Dans le texte à lire sur le policy-mix européen, quel montant d'actifs la BCE rachète-t-elle cette année dans le cadre du PEPP ? Répondez en une phrase, s'il vous plaît.

┌─ TEXTE À LIRE

Un policy-mix mobilisant l’ensemble des institutions

Comme l’a théorisé John Hicks en 1936 (Mr Keynes and the classics), une relance budgétaire sans appui monétaire n’est que vaine. La BCE l’a compris en posant en renfort de ces mesures budgétaires un appui monétaire fort. En maintenant évidemment ses taux directeurs à 0% comme elle le fait depuis quelques années d’une part, mais avant tout en approfondissant le programme de Quantitative Easing mis en place depuis 2014. Ce ne sont pas moins de 1350 milliards de dollars d’actifs qui sont peu à peu rachetés par la BCE dans le cadre du « Pandemic Emergency Purchase Programme » (PEPP) cette année (dont la dimension écologique forte est aussi de bonne augure). Enfin, la banque des banques assure que ces mesures seraient menées à long terme (communiqué de presse du 30 Avril 2020 de la BCE), suivant alors le principe de Forward Guidance que Mario Draghi avait déjà choisi en 2012, dans la tourmente de la crise de la dette grecque.

Face à l’urgence de la situation, la Commission Européenne est par ailleurs intervenue en levant les contraintes budgétaires mises en place par le TSCG de 2013. Comme l’a assez justement affirmé Bruno Le Maire, « L’addition, ce n’est pas le sujet. A un moment donné, il sera bien temps de faire les comptes, mais aujourd’hui, la mobilisation est totale pour sauver notre appareil de production, et garantir qu’il y ait le moins de faillites possible dans notre pays ».

La dette : le retour du bâton budgétaire ?

└─
┌─ LISTE FOURNIE

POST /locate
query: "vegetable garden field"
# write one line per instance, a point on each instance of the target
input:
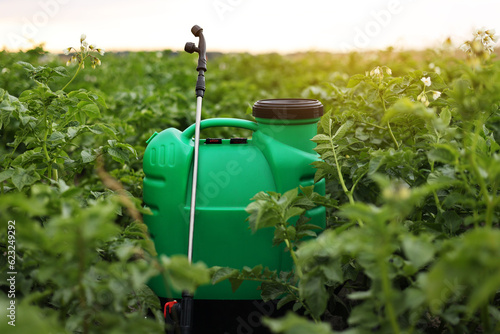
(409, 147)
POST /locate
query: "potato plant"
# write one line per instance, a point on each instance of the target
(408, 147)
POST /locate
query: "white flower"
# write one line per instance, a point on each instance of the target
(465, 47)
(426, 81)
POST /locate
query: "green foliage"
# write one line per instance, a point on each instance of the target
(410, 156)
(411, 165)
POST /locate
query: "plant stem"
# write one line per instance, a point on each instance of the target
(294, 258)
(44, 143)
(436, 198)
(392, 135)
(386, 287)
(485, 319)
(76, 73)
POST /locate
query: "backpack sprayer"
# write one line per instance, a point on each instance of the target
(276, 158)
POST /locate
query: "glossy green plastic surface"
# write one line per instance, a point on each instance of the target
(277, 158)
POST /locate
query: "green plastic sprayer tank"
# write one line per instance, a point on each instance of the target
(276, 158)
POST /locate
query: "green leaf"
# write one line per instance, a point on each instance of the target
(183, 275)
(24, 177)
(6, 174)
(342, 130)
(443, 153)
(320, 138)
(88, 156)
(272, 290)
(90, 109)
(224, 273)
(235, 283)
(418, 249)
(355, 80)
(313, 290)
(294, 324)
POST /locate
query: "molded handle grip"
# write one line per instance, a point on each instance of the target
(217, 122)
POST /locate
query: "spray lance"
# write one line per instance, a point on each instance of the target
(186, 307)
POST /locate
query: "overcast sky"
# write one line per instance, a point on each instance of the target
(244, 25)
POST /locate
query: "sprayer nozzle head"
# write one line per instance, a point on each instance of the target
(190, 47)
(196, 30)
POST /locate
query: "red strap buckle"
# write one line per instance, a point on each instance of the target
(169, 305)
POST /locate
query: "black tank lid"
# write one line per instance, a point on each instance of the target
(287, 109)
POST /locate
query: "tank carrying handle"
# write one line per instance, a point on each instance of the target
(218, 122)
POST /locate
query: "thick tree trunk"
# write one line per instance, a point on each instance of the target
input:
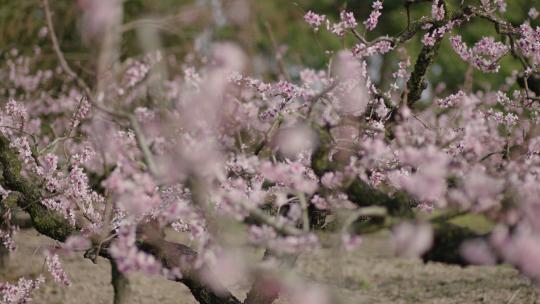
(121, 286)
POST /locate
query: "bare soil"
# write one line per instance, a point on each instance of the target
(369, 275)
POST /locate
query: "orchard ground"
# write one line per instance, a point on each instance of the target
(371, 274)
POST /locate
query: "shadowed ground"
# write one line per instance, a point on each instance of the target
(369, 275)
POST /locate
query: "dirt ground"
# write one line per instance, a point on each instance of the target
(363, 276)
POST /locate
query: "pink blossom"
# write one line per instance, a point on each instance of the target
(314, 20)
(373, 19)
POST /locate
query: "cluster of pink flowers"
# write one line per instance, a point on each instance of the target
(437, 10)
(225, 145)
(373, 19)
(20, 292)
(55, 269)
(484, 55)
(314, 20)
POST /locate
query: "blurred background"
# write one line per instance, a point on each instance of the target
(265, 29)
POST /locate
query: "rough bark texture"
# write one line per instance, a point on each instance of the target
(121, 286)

└─
┌─ LISTE FOURNIE

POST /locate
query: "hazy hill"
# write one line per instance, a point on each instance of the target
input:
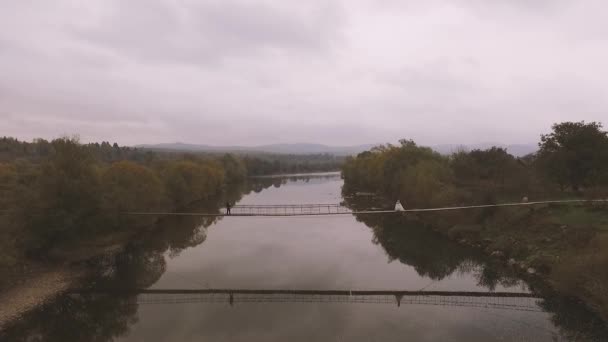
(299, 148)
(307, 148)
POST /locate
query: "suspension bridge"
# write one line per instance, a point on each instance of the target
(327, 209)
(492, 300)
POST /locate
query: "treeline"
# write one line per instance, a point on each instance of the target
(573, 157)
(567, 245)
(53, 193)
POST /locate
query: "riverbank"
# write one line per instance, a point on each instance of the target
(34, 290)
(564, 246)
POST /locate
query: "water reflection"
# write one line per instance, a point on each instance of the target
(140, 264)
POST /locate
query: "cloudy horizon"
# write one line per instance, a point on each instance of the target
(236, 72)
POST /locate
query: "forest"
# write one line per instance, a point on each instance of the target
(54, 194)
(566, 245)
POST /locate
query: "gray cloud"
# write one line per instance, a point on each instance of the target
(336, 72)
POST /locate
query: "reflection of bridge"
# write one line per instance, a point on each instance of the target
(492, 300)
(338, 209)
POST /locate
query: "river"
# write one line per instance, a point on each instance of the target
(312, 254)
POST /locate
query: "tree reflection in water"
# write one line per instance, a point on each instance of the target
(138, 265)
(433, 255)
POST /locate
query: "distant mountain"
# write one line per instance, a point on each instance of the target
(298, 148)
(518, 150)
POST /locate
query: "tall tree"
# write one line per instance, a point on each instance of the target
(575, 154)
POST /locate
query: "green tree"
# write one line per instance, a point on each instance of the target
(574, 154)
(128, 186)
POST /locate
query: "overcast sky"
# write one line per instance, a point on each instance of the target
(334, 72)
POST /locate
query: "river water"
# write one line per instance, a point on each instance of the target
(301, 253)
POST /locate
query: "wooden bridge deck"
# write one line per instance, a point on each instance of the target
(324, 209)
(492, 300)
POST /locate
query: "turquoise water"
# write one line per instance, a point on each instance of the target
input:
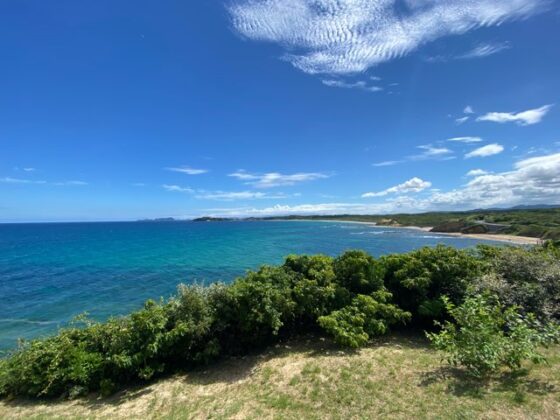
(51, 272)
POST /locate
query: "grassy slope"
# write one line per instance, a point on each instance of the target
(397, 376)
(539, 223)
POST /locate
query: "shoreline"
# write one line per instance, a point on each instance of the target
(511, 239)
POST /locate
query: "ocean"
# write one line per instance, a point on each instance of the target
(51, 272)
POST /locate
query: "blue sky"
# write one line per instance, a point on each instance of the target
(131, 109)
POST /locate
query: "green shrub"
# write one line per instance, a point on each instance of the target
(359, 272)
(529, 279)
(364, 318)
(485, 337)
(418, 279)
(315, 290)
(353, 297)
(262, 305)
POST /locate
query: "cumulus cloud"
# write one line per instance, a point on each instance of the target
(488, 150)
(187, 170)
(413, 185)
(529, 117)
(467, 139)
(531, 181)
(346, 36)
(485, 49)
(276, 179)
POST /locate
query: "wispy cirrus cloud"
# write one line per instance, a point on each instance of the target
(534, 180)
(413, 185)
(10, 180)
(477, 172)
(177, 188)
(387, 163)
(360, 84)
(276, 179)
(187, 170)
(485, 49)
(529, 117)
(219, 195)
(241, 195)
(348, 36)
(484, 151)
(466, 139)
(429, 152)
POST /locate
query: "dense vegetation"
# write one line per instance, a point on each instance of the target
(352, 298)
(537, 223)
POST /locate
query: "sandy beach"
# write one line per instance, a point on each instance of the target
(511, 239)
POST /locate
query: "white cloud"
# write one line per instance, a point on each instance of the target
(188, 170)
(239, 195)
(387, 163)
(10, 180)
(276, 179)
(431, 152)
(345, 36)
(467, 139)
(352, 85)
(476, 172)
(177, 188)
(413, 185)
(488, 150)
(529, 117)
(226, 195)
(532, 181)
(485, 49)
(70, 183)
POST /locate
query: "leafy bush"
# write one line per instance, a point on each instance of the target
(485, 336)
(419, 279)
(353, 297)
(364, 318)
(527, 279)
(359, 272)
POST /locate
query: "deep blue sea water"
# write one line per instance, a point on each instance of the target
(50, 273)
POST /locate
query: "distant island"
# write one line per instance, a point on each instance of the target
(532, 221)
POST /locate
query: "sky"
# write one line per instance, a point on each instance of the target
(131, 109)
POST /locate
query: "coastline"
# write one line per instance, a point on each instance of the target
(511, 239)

└─
┌─ LISTE FOURNIE

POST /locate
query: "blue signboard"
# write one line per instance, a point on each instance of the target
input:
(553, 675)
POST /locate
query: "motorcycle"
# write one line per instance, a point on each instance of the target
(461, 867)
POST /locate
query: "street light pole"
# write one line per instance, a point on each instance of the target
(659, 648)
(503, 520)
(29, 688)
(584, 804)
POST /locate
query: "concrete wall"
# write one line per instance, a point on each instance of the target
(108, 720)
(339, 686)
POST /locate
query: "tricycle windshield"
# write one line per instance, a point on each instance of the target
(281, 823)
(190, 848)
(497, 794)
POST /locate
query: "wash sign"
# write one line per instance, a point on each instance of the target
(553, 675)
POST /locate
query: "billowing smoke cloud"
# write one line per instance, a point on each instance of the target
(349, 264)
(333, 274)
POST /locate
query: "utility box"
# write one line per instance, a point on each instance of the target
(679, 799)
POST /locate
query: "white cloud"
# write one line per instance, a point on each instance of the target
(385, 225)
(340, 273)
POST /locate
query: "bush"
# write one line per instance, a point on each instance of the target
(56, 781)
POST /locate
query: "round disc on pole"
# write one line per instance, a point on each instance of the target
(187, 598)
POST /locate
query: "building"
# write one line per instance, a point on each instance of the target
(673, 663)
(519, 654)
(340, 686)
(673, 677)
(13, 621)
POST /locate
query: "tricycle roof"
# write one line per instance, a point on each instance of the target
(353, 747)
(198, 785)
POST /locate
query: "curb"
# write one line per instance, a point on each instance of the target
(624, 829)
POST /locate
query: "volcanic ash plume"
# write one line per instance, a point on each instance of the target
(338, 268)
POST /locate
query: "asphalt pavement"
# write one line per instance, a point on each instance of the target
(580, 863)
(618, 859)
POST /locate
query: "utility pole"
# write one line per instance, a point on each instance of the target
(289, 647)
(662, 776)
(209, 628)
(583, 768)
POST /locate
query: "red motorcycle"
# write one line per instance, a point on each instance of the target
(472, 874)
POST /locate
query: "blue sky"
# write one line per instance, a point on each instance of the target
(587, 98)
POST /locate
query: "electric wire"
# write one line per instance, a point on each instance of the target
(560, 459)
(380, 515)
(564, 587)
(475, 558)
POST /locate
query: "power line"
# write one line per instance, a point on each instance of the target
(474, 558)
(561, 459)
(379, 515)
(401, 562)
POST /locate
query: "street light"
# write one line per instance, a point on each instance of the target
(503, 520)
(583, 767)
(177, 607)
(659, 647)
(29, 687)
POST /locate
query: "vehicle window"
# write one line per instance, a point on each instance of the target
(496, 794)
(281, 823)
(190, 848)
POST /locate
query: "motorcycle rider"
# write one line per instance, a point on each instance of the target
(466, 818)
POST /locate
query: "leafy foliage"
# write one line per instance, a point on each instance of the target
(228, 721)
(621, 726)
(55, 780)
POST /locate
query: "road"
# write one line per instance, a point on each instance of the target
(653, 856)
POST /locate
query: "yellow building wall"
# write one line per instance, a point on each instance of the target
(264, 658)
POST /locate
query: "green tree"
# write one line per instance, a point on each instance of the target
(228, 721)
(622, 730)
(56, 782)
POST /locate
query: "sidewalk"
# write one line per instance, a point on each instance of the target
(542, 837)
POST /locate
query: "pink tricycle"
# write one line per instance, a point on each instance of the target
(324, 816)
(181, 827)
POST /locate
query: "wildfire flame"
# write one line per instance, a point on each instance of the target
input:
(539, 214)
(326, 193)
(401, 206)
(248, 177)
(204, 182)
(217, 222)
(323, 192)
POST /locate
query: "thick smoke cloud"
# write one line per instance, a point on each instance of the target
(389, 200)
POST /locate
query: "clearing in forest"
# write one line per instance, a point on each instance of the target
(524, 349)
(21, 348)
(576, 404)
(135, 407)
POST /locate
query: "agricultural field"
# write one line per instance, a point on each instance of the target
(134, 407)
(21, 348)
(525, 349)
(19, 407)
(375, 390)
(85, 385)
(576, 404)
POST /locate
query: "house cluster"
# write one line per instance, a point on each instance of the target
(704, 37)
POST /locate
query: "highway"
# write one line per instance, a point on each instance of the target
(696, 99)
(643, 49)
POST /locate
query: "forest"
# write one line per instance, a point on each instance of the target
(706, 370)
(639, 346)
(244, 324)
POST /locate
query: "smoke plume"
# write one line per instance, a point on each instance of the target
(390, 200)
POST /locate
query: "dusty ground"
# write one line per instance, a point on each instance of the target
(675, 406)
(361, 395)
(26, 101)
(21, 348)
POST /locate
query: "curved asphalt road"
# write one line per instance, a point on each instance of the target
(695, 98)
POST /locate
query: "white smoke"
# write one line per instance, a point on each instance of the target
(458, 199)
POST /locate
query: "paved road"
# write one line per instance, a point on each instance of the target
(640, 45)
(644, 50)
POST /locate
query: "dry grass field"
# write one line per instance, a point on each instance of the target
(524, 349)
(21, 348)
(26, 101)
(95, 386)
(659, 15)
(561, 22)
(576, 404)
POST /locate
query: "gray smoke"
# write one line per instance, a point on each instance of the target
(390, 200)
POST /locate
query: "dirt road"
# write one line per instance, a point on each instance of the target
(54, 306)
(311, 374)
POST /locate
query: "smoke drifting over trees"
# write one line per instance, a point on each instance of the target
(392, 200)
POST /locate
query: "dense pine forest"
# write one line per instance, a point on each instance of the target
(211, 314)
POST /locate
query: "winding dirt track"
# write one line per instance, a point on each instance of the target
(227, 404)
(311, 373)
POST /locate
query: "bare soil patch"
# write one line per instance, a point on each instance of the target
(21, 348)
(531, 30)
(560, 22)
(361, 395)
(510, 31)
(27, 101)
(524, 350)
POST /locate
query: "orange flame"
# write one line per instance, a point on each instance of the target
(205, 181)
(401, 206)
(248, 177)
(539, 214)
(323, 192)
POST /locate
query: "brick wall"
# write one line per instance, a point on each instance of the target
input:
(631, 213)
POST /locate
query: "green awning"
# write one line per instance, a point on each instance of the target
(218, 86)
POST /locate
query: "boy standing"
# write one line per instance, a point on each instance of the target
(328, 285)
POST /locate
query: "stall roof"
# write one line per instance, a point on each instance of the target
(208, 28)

└─

_CORRIGÉ_: La BCE rachète peu à peu 1350 milliards de dollars d'actifs dans le cadre du PEPP.